━━━━━ GIVEN RECORDS ━━━━━

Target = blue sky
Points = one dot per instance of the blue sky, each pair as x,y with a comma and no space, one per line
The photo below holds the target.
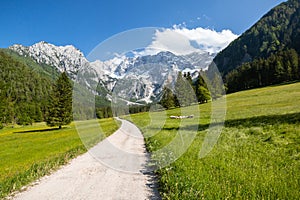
87,23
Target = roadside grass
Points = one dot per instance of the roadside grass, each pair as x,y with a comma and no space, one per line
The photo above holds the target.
256,157
30,152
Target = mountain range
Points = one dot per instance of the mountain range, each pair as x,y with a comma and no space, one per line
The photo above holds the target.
137,79
277,30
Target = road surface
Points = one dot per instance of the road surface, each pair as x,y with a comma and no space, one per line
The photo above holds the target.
113,169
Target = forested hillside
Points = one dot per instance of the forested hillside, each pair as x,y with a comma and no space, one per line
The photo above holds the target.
24,93
267,53
278,30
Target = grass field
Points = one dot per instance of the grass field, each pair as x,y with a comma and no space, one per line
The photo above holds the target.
256,157
30,152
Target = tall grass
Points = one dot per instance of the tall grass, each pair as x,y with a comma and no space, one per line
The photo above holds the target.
30,152
257,155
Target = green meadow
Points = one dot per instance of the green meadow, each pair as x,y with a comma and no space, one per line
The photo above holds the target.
30,152
257,155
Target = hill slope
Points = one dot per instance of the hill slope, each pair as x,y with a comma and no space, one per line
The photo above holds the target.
278,30
24,93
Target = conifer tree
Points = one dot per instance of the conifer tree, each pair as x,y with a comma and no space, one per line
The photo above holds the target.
168,99
60,110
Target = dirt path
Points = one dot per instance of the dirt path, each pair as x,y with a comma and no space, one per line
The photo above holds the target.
113,169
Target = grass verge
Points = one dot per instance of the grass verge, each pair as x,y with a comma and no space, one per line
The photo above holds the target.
28,153
257,155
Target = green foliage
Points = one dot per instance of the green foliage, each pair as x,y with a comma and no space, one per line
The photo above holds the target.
168,99
277,30
60,110
256,157
28,153
282,66
201,90
23,93
183,91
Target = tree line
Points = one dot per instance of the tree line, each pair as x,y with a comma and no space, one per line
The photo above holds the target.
27,96
280,67
186,91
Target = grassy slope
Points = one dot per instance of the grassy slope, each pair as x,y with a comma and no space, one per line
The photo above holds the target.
256,157
27,153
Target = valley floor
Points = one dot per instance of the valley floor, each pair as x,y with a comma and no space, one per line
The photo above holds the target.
102,173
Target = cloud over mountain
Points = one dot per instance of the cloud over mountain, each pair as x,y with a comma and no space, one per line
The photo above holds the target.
181,40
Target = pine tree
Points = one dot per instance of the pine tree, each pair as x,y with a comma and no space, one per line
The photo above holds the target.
60,110
201,90
168,98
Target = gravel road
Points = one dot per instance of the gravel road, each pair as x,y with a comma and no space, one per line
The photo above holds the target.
113,169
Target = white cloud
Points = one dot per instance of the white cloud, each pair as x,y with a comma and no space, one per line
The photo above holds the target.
181,40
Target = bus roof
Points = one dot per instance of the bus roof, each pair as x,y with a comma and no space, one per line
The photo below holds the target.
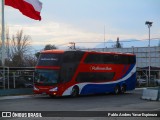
63,51
53,51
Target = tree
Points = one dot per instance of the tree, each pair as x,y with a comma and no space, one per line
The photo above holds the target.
50,47
47,47
159,43
118,44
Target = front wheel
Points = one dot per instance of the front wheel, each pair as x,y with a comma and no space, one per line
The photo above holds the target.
75,92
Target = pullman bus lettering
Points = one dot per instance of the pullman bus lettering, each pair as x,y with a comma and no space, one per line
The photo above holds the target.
100,68
61,73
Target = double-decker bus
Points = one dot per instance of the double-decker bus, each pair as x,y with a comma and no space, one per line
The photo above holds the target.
61,73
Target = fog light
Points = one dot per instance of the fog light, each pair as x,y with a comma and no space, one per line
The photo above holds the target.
53,89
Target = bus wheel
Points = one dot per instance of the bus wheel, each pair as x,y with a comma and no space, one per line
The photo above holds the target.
123,89
75,91
116,89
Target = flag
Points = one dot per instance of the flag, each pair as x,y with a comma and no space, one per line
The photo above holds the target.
29,8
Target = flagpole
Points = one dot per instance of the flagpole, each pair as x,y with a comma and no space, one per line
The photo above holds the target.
3,43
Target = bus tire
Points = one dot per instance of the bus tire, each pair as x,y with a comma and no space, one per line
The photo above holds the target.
123,88
116,90
75,91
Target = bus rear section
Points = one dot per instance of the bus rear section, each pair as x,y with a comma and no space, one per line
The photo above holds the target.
83,73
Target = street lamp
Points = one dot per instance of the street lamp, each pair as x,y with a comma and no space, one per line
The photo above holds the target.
149,24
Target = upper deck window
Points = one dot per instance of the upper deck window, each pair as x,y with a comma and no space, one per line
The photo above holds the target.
48,59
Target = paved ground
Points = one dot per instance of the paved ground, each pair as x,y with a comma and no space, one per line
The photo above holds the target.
127,102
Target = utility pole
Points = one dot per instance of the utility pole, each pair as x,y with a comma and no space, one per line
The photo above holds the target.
149,24
73,45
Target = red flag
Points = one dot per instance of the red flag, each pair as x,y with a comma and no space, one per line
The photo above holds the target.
29,8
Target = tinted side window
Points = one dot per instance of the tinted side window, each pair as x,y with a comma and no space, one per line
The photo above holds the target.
72,56
94,77
49,59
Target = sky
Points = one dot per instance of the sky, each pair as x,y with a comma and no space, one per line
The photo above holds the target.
65,21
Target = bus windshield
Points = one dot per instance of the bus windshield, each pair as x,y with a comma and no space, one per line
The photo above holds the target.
47,77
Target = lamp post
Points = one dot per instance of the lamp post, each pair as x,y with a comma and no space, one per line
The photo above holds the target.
149,24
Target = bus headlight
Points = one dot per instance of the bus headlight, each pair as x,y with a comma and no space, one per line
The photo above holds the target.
36,88
53,89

━━━━━

Return each line from the data where the string "paved" can be found.

Target = paved ground
Points = one dot per instance of the paved ground, each pair as x,y with a comma and no space, one per line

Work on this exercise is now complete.